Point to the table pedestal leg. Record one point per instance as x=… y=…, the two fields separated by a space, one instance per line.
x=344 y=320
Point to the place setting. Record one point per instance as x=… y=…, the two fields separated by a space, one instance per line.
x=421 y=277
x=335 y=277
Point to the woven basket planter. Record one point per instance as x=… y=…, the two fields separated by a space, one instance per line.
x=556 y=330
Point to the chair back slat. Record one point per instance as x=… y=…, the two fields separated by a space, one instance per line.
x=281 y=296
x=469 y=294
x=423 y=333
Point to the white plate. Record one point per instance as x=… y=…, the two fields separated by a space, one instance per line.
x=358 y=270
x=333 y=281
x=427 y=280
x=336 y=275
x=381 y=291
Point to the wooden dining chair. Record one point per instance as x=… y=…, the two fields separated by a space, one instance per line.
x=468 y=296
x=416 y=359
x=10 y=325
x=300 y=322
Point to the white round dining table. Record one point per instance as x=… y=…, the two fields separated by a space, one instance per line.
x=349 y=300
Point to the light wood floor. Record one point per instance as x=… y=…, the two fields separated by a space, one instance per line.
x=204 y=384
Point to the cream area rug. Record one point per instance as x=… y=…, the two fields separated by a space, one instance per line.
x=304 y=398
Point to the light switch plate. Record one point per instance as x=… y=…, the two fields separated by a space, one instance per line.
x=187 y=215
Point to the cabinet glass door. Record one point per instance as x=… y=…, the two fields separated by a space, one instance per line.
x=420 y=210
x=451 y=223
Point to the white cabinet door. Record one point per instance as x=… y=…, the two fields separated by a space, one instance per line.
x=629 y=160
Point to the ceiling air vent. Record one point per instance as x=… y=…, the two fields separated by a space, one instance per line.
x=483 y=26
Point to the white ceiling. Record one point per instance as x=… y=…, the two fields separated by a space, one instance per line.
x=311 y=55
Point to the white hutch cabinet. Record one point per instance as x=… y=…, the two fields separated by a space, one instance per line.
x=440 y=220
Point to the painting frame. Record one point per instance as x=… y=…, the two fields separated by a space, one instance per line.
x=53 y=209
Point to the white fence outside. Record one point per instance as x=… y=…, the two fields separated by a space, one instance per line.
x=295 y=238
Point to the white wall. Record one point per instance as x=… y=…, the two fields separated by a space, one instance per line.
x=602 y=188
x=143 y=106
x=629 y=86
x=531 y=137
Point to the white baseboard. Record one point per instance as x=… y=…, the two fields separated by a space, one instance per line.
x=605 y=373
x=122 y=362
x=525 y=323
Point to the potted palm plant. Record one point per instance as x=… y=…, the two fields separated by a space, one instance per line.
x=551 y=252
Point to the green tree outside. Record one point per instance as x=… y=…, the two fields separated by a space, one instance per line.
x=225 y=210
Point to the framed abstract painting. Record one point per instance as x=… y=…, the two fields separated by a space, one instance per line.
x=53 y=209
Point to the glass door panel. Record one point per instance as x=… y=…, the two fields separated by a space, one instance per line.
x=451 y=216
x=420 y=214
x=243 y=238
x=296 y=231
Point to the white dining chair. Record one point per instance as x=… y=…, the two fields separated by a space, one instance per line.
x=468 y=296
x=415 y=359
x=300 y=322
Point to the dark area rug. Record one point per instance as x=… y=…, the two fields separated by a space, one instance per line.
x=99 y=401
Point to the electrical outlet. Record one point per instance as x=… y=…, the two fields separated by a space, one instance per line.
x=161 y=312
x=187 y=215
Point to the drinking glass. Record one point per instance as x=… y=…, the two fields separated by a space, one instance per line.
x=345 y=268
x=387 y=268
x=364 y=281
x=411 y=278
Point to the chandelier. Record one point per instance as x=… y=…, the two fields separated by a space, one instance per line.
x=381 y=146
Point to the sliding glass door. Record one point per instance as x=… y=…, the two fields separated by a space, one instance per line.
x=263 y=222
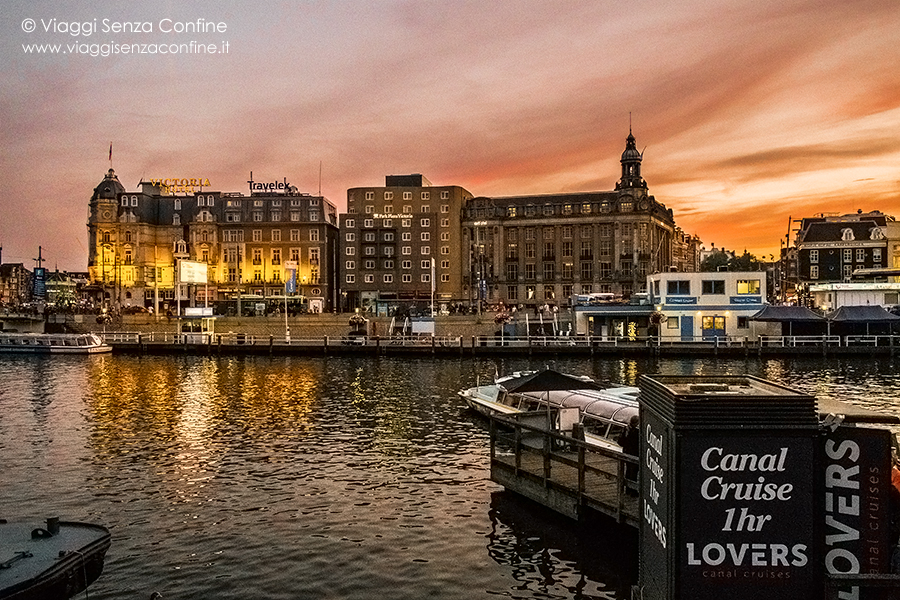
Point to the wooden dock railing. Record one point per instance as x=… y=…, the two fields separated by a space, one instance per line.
x=561 y=471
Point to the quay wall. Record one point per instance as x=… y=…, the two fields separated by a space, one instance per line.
x=302 y=326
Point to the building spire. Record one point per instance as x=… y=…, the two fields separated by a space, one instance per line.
x=631 y=163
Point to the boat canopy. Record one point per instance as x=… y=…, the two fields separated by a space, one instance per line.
x=549 y=380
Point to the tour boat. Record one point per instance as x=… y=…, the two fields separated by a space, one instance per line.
x=49 y=562
x=604 y=410
x=52 y=343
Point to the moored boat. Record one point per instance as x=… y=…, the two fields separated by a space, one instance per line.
x=51 y=562
x=604 y=409
x=52 y=343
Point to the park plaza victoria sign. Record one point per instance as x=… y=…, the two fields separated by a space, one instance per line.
x=174 y=185
x=727 y=490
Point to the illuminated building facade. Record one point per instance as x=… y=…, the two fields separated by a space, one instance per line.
x=137 y=238
x=542 y=249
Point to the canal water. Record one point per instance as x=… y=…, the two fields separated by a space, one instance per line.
x=325 y=477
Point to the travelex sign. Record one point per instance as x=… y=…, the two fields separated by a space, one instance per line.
x=184 y=185
x=269 y=186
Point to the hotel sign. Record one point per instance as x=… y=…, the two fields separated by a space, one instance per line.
x=184 y=185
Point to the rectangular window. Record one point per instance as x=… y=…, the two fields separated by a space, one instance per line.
x=512 y=272
x=587 y=271
x=713 y=287
x=549 y=271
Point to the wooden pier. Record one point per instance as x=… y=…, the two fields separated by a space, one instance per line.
x=561 y=472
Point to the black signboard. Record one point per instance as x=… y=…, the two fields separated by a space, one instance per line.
x=746 y=518
x=856 y=496
x=656 y=527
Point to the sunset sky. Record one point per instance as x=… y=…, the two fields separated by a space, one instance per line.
x=749 y=113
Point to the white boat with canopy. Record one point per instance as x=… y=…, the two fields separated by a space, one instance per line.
x=604 y=409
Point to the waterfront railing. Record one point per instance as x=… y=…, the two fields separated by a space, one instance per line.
x=500 y=344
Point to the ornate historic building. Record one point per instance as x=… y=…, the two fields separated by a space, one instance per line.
x=831 y=247
x=137 y=239
x=542 y=249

..............................

Rewrite all of the data above, replacing every "one instance per line" with "one instance on each line" and changing nothing else. Leave the pictures out.

OUTPUT FOR THIS EXERCISE:
Point to the table pedestal leg. Record one point per instance as x=… y=…, the two fields separated by a space, one instance on each line.
x=344 y=320
Point to the place setting. Record one point per instance as x=… y=…, the two fields separated by a space, one instance on each line.
x=421 y=277
x=335 y=277
Point to the woven basket planter. Record one point per instance as x=… y=…, the two fields separated by a space, one instance on each line.
x=556 y=330
Point to the chair back slat. Record one point per instance as x=… y=…, the two fields separated by a space, one instance on each line.
x=281 y=296
x=469 y=294
x=423 y=333
Point to the white plate. Record one point per instance as x=… y=…, the two fields separated by a space, one instance on each line.
x=358 y=270
x=333 y=281
x=427 y=280
x=336 y=275
x=381 y=291
Point to the wooden dining chair. Record one point per instance as x=… y=…, the two fields separated by a space, one instance on each line.
x=468 y=296
x=416 y=359
x=10 y=325
x=300 y=322
Point to the white round dining table. Record one point per instance as x=… y=…, the two fields separated by a space, one instance on each line.
x=349 y=300
Point to the light wood floor. Record one point per instance as x=… y=…, the two fields separated by a space, one instance on each line.
x=204 y=384
Point to the cream area rug. Record one point per instance as x=… y=…, the two fields separated by a space, one instance on each line.
x=304 y=398
Point to the light switch plate. Record one point per instance as x=… y=…, the two fields separated by a space, one instance on each line.
x=187 y=215
Point to the cabinet glass door. Record one point per instance as x=… y=…, the two fields separated by a space, one instance on each line.
x=420 y=210
x=451 y=223
Point to the white cabinet door. Record one point per instance as x=… y=…, the two fields separated by a space, one instance on each line.
x=629 y=160
Point to the ceiling air vent. Record one point per instance as x=… y=…, the two fields separated by a space, one instance on each line.
x=483 y=26
Point to the white ceiling. Record one point per instance as x=… y=…, the two fields separated by a space, one instance on each line.
x=311 y=55
Point to the white hutch cabinet. Record one point per instance as x=… y=…, the two fields separated by a space, one instance on each line.
x=440 y=220
Point to the painting frame. Record one point per instance as x=… y=…, the two fields separated by a space, one instance on each line.
x=53 y=209
Point to the white fence outside. Record one point per instance as x=… y=…, the two fields separated by a space, one instance on each line.
x=295 y=238
Point to the white wall. Record one point per instance as x=… y=…, the two fields separated by a space, one instance on each line.
x=602 y=188
x=143 y=106
x=629 y=86
x=531 y=137
Point to the white baseboard. Record one point per instance as x=… y=…, the two fields separated by a space, one instance on each line.
x=605 y=373
x=122 y=362
x=525 y=323
Point to the potted palm plant. Record one point per instance as x=… y=…, the two fields separated by a space, one instance on each line.
x=551 y=252
Point to the green tree outside. Record one point per instance as x=… y=…, the two fields separated by a space, one instance on each line.
x=225 y=210
Point to the framed abstract painting. Record one point per instance as x=… y=…, the two fields separated by a space, one instance on each line.
x=53 y=209
Point to the glass door panel. Record one point per instance as x=… y=…, the two fields separated by a space, one instance on each line.
x=451 y=216
x=420 y=214
x=243 y=238
x=296 y=231
Point to the white dining chair. Record one point per instance as x=… y=…, the two fields separated by a space, one instance on each line.
x=468 y=296
x=415 y=359
x=300 y=322
Point to the dark area rug. Record one point per instance as x=… y=…, the two fields separated by a space, one instance on each line.
x=99 y=401
Point to the electrical outlet. Record one point per instance as x=… y=…, the two fields separated by a space, one instance on each line.
x=161 y=312
x=187 y=215
Point to the drinking glass. Record one point per instance as x=… y=…, the two fields separated by a space, one instance on each line.
x=345 y=268
x=387 y=268
x=364 y=281
x=411 y=278
Point to the chandelier. Record one point per instance as x=… y=…, the two fields separated by a space, one instance on each line.
x=381 y=146
Point to the sliding glass door. Record one point per instance as x=… y=…, the two fields separated by a space, one instance on each line.
x=263 y=222
Point to the wooden dock railing. Record one point per instance as x=… y=…, the two fields separated by a space, one instance on each line.
x=561 y=471
Point to the quay wall. Record one point per instance as x=… y=…, the two fields separated by a space, one instance on each line.
x=302 y=326
Point to the building spire. Record one point per instance as x=… y=…, the two fields separated by a space, one instance on each line.
x=631 y=163
Point to the boat canopy. Record one point per instance as x=… y=…, the two fields separated by a space, one instance on each line.
x=549 y=380
Point to the tour boat. Record one point per instance as x=… y=…, the two fields separated by a space, one instance on each line.
x=49 y=562
x=604 y=410
x=52 y=343
Point to the moored boat. Record one point per instance as x=… y=…, the two fields separated by a space, one instance on each line.
x=51 y=562
x=604 y=409
x=52 y=343
Point to the park plaza victoria sign. Record one point per instance as x=… y=…, the two fields separated by a space, one instance on each line.
x=174 y=185
x=727 y=490
Point to the illuminated building facade. Record one point per instance as x=… y=…, the two fields separated by a space, one instance on each line.
x=137 y=238
x=542 y=249
Point to the canal water. Record one point per instance as x=… y=…, the two fields separated by a space, one instance on each line.
x=325 y=477
Point to the travelex sign. Record one point per instance as x=… y=…, the two fields separated by a space, one instance on each line.
x=184 y=185
x=269 y=186
Point to the hotel sign. Record one point per instance as x=… y=…, the two fields separated by a space, one instance on each line.
x=184 y=185
Point to the rectangular window. Record one point per instance as x=… y=…, the two fields separated by a space, one instance on each line.
x=512 y=272
x=587 y=271
x=713 y=287
x=549 y=271
Point to the wooden pier. Record one point per instance as x=… y=…, the two fields separated by a space, one instance on each line.
x=561 y=472
Point to the black signboard. Record one point per instance as x=… y=…, the two fields separated by a space, one instance on each line.
x=746 y=518
x=856 y=496
x=656 y=527
Point to the sunset sky. Record one point per instance as x=… y=…, the two fields separated by a space, one instance on each line.
x=749 y=113
Point to the white boat with canopy. Record one point per instance as x=… y=…, the two fields separated by a space, one instance on each line.
x=604 y=409
Point to the waterfront railing. Record one point per instance as x=… y=…, the two fields separated by a space, one instance on each line.
x=500 y=344
Point to the ornate historic building. Record one point per instance as x=… y=…, the two fields separated by a space, one instance on each line.
x=831 y=247
x=137 y=239
x=542 y=249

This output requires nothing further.